• Task description: Leave the pictures out and reproduce all the entries word for word.

(Entries shown begins)

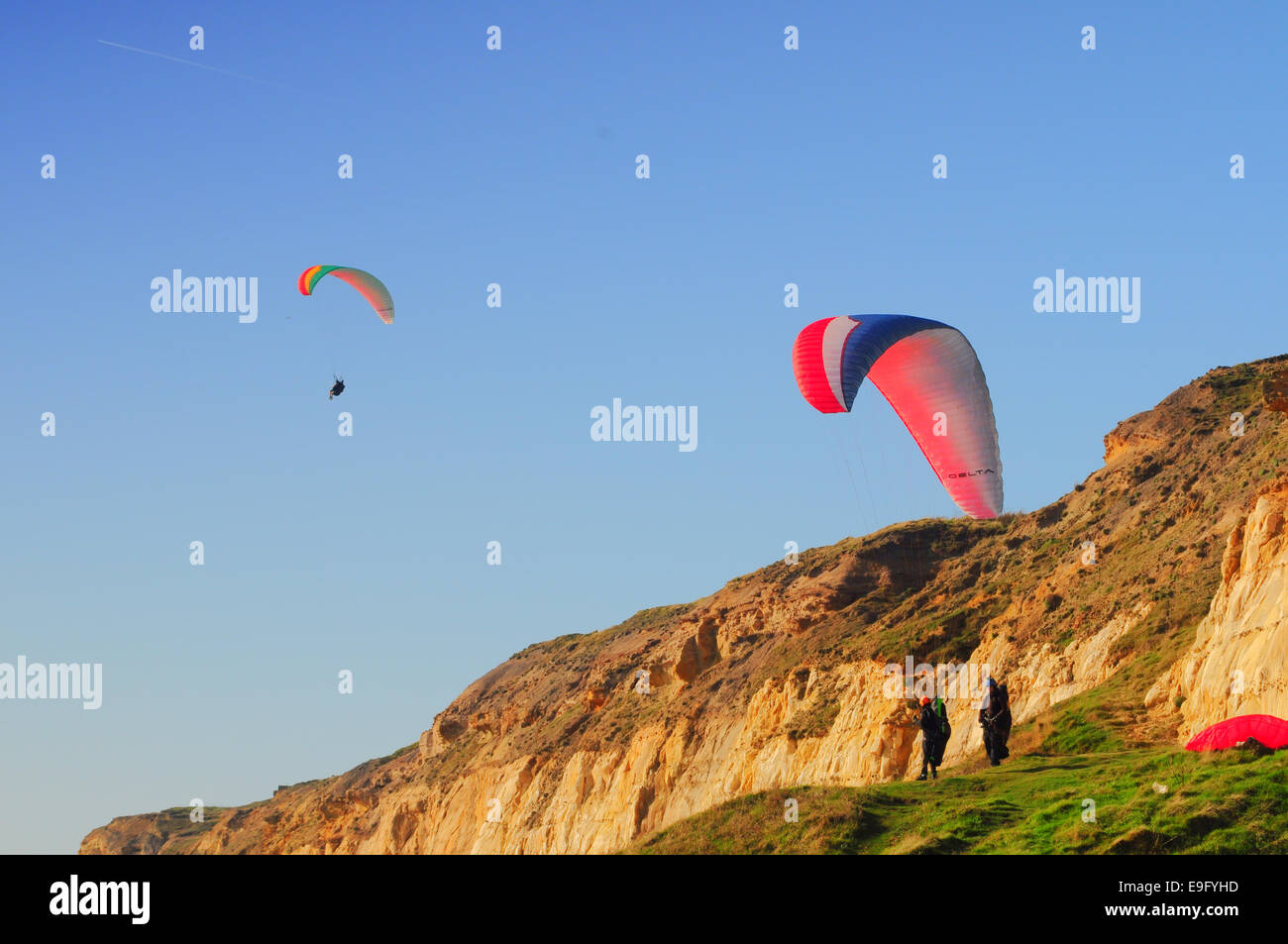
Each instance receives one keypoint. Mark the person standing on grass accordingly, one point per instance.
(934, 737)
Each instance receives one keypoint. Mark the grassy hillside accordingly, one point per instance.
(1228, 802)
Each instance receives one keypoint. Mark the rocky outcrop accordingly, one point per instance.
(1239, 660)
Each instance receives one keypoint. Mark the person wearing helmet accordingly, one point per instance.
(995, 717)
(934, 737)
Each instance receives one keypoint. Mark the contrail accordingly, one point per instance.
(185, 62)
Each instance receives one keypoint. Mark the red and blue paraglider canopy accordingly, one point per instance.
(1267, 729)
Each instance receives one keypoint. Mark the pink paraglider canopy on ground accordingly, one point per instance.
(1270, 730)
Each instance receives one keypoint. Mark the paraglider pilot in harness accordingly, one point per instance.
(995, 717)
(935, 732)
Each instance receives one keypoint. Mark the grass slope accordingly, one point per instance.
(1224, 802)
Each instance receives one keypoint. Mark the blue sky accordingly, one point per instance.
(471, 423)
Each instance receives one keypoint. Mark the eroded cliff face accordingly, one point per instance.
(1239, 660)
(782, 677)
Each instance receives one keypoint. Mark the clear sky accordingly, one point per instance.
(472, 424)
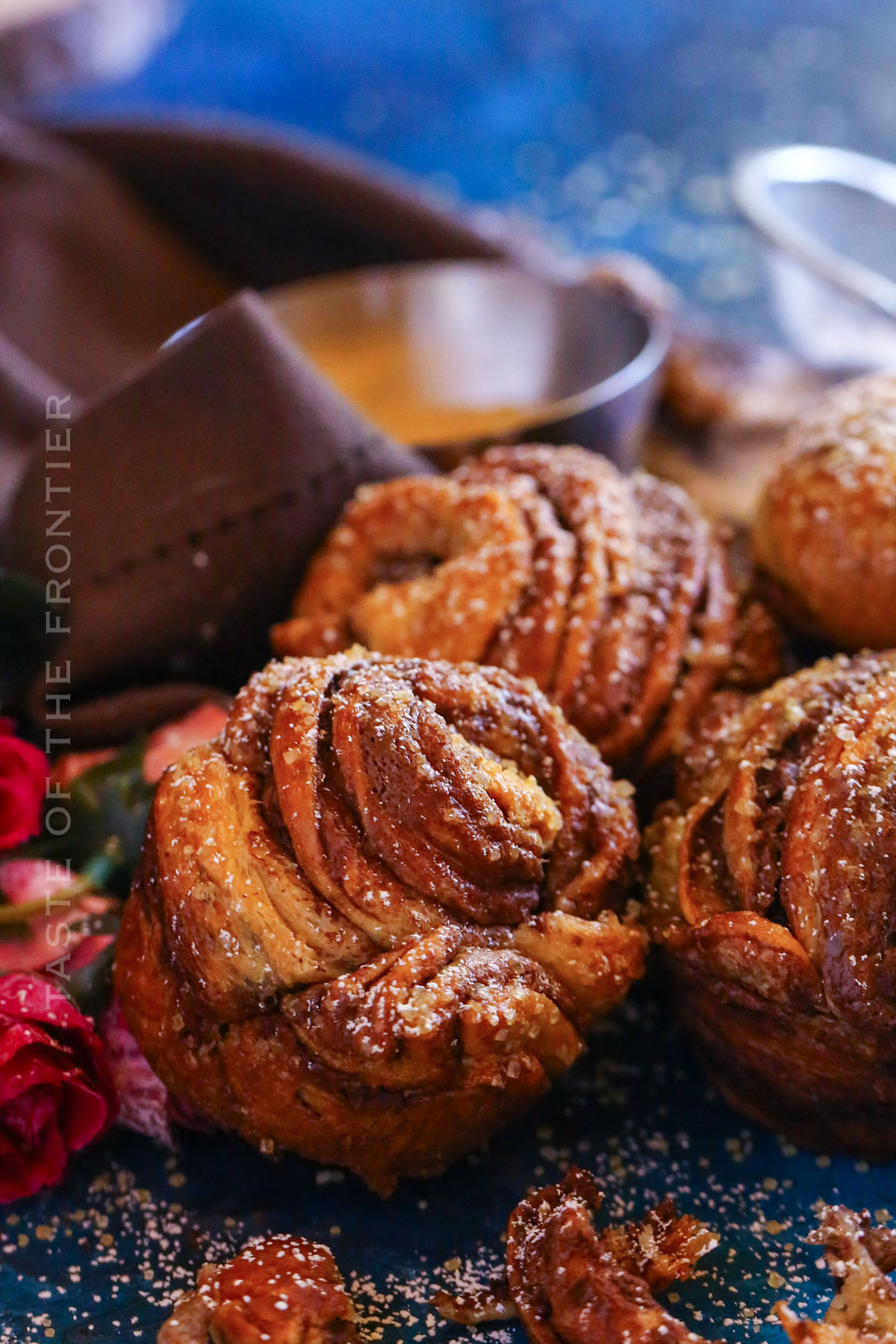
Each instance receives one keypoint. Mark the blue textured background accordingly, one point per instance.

(Entries shown ends)

• Answer for this exercise:
Each instance receives one keypoint. Mark the person standing on grass accordingly, one point per instance.
(934, 737)
Each instance receives one keypoint. Mark the grassy hillside accordingly, one point per instance.
(1228, 802)
Each instance receives one keypoint. Mark the rocky outcrop accordingly, one point per instance.
(1239, 660)
Each instance receives one keypoint. Mark the person wearing helmet accordingly, one point per instance.
(995, 717)
(934, 737)
Each instance receives one keypoint. Mark the contrail accordingly, one point per instance.
(185, 62)
Each instance receives one keypoint. Mark the red and blue paraglider canopy accordingly, one point per instance.
(1267, 729)
Each instance receives one keypoint. Mark the pink paraglider canopy on ground accordingly, one point per instance.
(1270, 730)
Each instance receives one keypoint. Mark the paraglider pilot in harness accordingly, one point per instance.
(995, 717)
(935, 732)
Each instance receives one keypoint. Mark the grass slope accordingly, one point per instance.
(1224, 802)
Each instance receives one keypoint. Mark the blue sky accordingly, one point per instance.
(471, 423)
Each instance receives one keypoint. Mark the eroded cliff face accordingly, one point per instance.
(1239, 660)
(782, 677)
Each instance receives one keypoint. Mark the clear sky accordingly, one point per instance.
(472, 424)
Each instance receives one keypoint. Mark the blue textured background accordingly, one point per instance.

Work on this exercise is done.